Records drawn from a dataset
········

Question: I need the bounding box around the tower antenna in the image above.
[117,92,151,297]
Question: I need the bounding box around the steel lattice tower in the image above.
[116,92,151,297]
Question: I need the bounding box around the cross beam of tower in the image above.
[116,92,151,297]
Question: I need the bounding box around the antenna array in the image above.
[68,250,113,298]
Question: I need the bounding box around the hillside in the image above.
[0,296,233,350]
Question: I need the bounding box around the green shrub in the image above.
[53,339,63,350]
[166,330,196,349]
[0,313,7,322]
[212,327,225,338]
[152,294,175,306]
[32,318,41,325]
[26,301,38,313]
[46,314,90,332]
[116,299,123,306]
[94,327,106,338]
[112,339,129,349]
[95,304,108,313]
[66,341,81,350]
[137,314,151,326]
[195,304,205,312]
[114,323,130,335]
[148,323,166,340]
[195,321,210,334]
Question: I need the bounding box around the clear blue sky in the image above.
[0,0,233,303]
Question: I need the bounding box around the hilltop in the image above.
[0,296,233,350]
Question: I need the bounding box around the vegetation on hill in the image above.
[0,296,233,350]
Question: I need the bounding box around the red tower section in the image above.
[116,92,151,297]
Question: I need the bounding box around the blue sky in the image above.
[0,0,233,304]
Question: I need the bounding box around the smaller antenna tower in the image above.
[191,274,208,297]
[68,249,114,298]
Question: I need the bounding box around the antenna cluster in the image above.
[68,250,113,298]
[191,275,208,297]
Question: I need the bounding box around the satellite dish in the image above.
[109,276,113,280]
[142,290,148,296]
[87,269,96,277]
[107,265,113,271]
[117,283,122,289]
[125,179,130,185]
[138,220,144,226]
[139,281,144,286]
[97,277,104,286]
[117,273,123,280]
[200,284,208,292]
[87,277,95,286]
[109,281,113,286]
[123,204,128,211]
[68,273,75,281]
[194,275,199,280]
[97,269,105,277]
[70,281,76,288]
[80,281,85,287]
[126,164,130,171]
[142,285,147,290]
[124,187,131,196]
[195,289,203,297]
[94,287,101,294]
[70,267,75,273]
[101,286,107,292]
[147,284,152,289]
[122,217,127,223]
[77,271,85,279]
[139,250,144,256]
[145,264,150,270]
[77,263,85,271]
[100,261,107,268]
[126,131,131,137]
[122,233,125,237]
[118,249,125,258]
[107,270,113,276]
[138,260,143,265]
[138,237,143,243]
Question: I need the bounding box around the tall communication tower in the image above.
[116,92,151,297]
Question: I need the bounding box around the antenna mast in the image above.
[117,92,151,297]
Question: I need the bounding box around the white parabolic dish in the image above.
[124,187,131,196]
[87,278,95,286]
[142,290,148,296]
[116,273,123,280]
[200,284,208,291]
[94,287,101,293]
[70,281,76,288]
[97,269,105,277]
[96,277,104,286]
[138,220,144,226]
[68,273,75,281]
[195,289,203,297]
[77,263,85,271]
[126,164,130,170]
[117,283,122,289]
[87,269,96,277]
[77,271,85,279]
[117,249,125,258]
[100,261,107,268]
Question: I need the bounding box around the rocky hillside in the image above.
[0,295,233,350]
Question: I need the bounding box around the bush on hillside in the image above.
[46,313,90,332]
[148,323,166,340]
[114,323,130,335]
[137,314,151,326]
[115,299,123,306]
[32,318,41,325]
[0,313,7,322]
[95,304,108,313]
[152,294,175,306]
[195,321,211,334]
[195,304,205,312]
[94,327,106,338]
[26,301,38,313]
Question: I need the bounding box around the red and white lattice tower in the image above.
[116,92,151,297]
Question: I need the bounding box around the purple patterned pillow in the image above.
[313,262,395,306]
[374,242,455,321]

········

In this exercise, you retype all of the data exactly as it appears above.

Question: I need the bounding box around the tower antenna in the image above.
[117,92,151,297]
Question: I need the bounding box around the steel lattice tower in the image above.
[116,92,151,297]
Question: I need the bounding box around the cross beam of tower in the image above.
[116,92,151,297]
Question: I need the bounding box around the antenna array in the image above.
[68,250,113,298]
Question: I need the bounding box around the hillside in the image above.
[0,296,233,350]
Question: I need the bounding box around the green shrub in the image above.
[53,339,63,350]
[166,330,196,349]
[0,313,7,322]
[212,327,225,338]
[152,294,175,306]
[32,318,41,325]
[26,301,38,313]
[46,314,90,332]
[116,299,123,306]
[94,327,106,338]
[112,339,129,349]
[95,304,108,313]
[66,341,81,350]
[137,314,151,326]
[195,304,205,312]
[114,323,130,335]
[148,323,166,340]
[195,321,210,334]
Question: I need the bounding box around the clear blue sky in the image above.
[0,0,233,303]
Question: I need the bounding box around the hilltop in the image above.
[0,296,233,350]
Question: I need the bounding box around the vegetation on hill in the image above.
[0,296,233,350]
Question: I need the bounding box around the red tower section in the image above.
[116,92,151,297]
Question: I need the bounding box around the blue sky in the image above.
[0,0,233,304]
Question: I need the bounding box around the smaller antenna tower in the image above.
[191,274,208,297]
[68,249,114,298]
Question: I need the bounding box around the antenna cluster in the image above.
[68,250,113,298]
[191,275,208,297]
Question: I need the bounding box around the satellite dish in the image above.
[109,276,113,280]
[142,290,148,296]
[87,269,96,277]
[107,265,113,271]
[117,283,122,289]
[125,179,130,185]
[138,220,144,226]
[139,281,144,286]
[97,277,104,286]
[117,273,123,280]
[200,284,208,292]
[87,277,95,286]
[109,281,113,286]
[123,204,128,211]
[68,273,75,281]
[194,275,199,280]
[97,269,105,277]
[70,281,76,288]
[80,281,85,287]
[126,164,130,171]
[142,285,147,290]
[124,187,131,196]
[195,289,203,297]
[94,287,101,294]
[70,267,75,273]
[101,286,107,292]
[147,284,152,289]
[122,217,127,223]
[77,271,85,279]
[139,250,144,256]
[145,264,150,270]
[77,263,85,271]
[100,261,107,268]
[126,131,131,137]
[122,233,125,237]
[118,249,125,258]
[107,270,113,276]
[138,260,143,265]
[138,237,143,243]
Question: I need the bounding box around the tall communication tower in the image above.
[116,92,151,297]
Question: I need the bounding box around the antenna mast in the image above.
[117,92,151,297]
Question: I need the bounding box around the white parabolic dish in the image above.
[124,187,131,196]
[87,278,95,286]
[142,290,148,296]
[116,273,123,280]
[200,284,208,291]
[94,287,101,293]
[70,281,76,288]
[97,269,105,277]
[96,277,104,286]
[138,220,144,226]
[68,273,75,281]
[195,289,203,297]
[77,263,85,271]
[126,164,130,170]
[117,283,122,289]
[87,269,96,277]
[77,271,85,279]
[117,249,125,258]
[100,261,107,268]
Question: I need the bounding box around the rocky hillside in the image above.
[0,295,233,350]
Question: I need the bounding box around the bush on hillside in the image above.
[46,313,90,332]
[148,323,166,340]
[114,323,130,335]
[137,314,151,326]
[115,299,123,306]
[32,318,41,325]
[0,313,7,322]
[95,304,108,313]
[152,294,175,306]
[195,321,211,334]
[195,304,205,312]
[94,327,106,338]
[26,301,38,313]
Question: I need the bounding box around the red and white lattice tower in the image above.
[116,92,151,297]
Question: I need the bounding box around the purple patterned pillow in the image above.
[313,262,395,306]
[374,242,455,321]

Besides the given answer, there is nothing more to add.